### Brief:
With the records in front of you, set every one of them down exactly.
▼
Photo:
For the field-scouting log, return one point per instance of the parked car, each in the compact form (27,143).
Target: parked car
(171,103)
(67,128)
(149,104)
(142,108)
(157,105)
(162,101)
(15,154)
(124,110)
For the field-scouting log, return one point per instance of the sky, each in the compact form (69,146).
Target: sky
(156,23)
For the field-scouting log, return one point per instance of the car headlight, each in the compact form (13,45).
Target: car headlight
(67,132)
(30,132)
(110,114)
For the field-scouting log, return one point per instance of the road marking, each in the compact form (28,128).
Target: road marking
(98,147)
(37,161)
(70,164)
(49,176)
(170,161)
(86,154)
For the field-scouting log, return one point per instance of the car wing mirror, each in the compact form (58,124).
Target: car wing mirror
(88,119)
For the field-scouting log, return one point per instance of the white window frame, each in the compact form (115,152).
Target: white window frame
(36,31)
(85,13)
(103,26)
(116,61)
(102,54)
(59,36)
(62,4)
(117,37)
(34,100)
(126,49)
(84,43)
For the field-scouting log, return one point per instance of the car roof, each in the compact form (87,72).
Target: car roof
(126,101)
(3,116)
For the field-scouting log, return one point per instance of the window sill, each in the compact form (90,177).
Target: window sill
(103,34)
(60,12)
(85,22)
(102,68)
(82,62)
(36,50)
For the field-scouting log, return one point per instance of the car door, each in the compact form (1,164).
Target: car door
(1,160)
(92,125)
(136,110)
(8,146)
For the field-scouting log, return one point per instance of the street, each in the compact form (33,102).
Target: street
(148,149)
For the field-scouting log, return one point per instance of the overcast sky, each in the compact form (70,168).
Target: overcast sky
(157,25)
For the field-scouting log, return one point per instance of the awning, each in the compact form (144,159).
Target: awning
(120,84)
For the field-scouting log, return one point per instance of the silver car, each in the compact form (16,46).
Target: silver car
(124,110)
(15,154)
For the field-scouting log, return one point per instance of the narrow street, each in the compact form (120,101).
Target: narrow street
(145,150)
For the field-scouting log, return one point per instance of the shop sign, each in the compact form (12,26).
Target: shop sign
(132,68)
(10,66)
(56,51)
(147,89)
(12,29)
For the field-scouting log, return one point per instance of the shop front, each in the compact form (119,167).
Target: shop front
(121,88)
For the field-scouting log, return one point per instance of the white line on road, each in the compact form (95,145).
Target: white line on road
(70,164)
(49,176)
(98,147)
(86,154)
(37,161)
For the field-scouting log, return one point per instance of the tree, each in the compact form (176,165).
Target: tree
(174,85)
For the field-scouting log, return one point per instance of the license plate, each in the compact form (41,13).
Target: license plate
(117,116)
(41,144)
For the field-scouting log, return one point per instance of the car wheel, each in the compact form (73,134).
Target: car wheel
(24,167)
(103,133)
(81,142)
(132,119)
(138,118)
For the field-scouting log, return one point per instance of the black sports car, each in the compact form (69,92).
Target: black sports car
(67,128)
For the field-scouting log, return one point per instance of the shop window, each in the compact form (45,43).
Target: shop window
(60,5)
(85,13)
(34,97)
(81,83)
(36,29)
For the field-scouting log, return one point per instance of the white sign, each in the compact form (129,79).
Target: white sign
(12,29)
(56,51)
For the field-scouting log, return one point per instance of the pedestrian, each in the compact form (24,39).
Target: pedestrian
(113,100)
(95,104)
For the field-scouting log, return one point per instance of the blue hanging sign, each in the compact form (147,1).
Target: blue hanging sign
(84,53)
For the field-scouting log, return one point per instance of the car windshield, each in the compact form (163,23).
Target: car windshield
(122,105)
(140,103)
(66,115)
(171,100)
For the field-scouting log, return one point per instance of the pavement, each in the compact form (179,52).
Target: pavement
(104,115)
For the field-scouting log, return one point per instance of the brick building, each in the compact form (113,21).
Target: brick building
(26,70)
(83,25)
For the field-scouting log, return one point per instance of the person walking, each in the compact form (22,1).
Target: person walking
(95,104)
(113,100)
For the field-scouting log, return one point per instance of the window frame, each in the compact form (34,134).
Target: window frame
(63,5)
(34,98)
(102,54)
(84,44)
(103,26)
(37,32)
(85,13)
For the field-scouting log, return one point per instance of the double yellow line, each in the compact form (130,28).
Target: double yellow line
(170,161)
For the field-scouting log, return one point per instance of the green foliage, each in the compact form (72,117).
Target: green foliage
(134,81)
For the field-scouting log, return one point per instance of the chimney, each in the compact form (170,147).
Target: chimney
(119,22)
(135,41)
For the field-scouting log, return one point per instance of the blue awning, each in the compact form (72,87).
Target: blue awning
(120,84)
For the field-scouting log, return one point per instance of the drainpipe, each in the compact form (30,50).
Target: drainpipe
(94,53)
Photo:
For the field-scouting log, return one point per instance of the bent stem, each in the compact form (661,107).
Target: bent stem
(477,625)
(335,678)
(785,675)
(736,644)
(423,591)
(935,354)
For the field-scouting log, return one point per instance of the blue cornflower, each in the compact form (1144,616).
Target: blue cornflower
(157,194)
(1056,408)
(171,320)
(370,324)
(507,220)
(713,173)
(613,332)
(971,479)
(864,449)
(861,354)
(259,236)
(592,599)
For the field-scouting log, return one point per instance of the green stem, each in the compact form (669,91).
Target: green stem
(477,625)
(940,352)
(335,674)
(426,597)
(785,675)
▲
### Task output:
Photo:
For the field-scouting log, return one point per instance of the parked car, each in the compact form (27,143).
Target: parked car
(171,103)
(67,128)
(149,104)
(142,108)
(157,105)
(162,101)
(15,154)
(124,110)
For the field-scouting log, return one point per instance of the sky, each in the compact form (69,146).
Target: sky
(156,23)
For the field-scouting log, return one point per instance of the car headlight, each in the compact form (13,45).
Target: car headlight
(67,132)
(30,132)
(110,114)
For the field-scouting log, return one point per instance of the road marking, each in the compact form (28,128).
Target: road marking
(98,147)
(37,161)
(70,164)
(49,176)
(170,161)
(86,154)
For the field-scouting log, return one point per instance of the car wing mirror, each in the compact form (58,124).
Target: car wing mirror
(88,119)
For the field-scouting log, return one point per instance of the white window frame, each in the compact form (115,152).
Target: white window frame
(36,31)
(85,13)
(103,26)
(116,61)
(102,54)
(59,36)
(62,4)
(117,37)
(34,100)
(126,49)
(84,43)
For the field-scouting log, return one point per instance of the car roof, each in the compact form (87,72).
Target: car roof
(126,101)
(3,116)
For the field-scouting log, return one point per instance of the window sill, each in the compact form (90,177).
Target: window sill
(103,34)
(60,12)
(85,22)
(102,68)
(82,62)
(36,50)
For the field-scouting log, return one point per instance of the car door, each in the compact form (1,164).
Target: car door
(1,160)
(92,125)
(136,110)
(8,146)
For the field-scouting log, return one point per instance of the street, each in the compact form (33,102).
Target: street
(148,149)
For the field-scouting log, return one point per instance of the overcast sky, each in the compact form (70,168).
Target: overcast sky
(157,25)
For the field-scouting log, return one point per instance of the awning, each in the compact form (144,159).
Target: awning
(120,84)
For the field-scouting log, return one point per instance of the silver car, each in the compact form (16,46).
Target: silver car
(124,110)
(15,154)
For the field-scouting log, return one point per instance of the narrow street, each in the compact form (120,101).
Target: narrow street
(145,150)
For the field-scouting log, return one point per instance of the shop sign, each in the compact form (12,26).
Target: shop sign
(132,68)
(10,66)
(56,51)
(147,89)
(12,29)
For the field-scouting log, return one point per instance of the shop front, each in the compact form (119,167).
Target: shop front
(121,88)
For the field-scouting log, return one point per instance of the white line on road, each in the compact form (95,145).
Target: white line on road
(70,164)
(49,176)
(98,147)
(86,154)
(37,161)
For the field-scouting log, return one point per instance of the tree, each in the compact form (176,165).
Target: tree
(174,85)
For the field-scouting log, return one point per instance of the license plate, each in the compact form (41,13).
Target: license plate
(117,116)
(41,144)
For the field-scouting log, return one point per instance of the car wheel, each in the compact form (73,134).
Target: car wheel
(24,167)
(103,133)
(81,142)
(132,119)
(138,118)
For the field-scouting log, return one point per instance of the black sports car, each in the compact form (69,92).
Target: black sports car
(67,128)
For the field-scouting log, return one point per instance of the shop window, each in the compact form (45,43).
Target: shop window
(60,5)
(85,13)
(34,97)
(81,83)
(36,29)
For the field-scouting log, return one point per instance of the white sign, each in the compact form (129,79).
Target: white sign
(12,29)
(56,51)
For the field-scouting log, return one point per instance of the pedestrian, each in the compact form (24,39).
Target: pedestrian
(113,100)
(95,104)
For the field-scouting log, return one point per instance of the blue hanging sign, each in the compact form (147,1).
Target: blue hanging sign
(84,53)
For the field-scouting log, return one point per instance of the car windshield, each in the compact form (163,23).
Target: car windshield
(122,105)
(140,103)
(66,115)
(171,100)
For the field-scouting log, return one point per instance of the pavement, each in the compact form (179,52).
Target: pavement
(104,115)
For the field-scouting log, return one point per instance of the brick building, each in the compact form (113,21).
Target: brick building
(26,70)
(83,25)
For the field-scouting log, return one point per instance of the person walking, each in the compact form (22,1).
Target: person walking
(95,104)
(113,100)
For the field-scouting log, return one point per instance of the window frame, each in the compact form (34,134).
Target: window frame
(63,5)
(34,98)
(102,54)
(84,44)
(103,26)
(37,32)
(85,13)
For the field-scouting log, return one point per instance of the double yellow line, each in the compact form (130,28).
Target: double yellow line
(170,161)
For the field-scouting log, return one point per instance of the green foliage, each in the compact form (72,117).
Target: green foliage
(134,81)
For the field-scouting log, return one point per instance of the chimney, each in the compact form (170,147).
Target: chimney
(119,22)
(135,41)
For the field-scouting log, return one point per instance of the blue awning, each in the compact form (72,87).
Target: blue awning
(120,84)
For the field-scouting log, return one point per instance of the drainpipe, each in the compact form (30,50).
Target: drainpipe
(94,53)
Photo:
For the field-scouting log, return one point per instance of the bent stem, each in the compact form (661,107).
Target: bent stem
(477,625)
(335,678)
(785,675)
(736,644)
(423,591)
(935,354)
For the field-scouting log, return one point per instance of the blue cornflower, each in the compact form (1144,616).
Target: blue cornflower
(157,194)
(1056,408)
(171,320)
(370,324)
(507,220)
(713,173)
(613,332)
(971,479)
(864,449)
(861,354)
(259,236)
(592,599)
For the field-scouting log, return one point per instance of the green stem, each in the compact form (669,91).
Target: green stem
(477,625)
(940,352)
(335,674)
(426,597)
(785,675)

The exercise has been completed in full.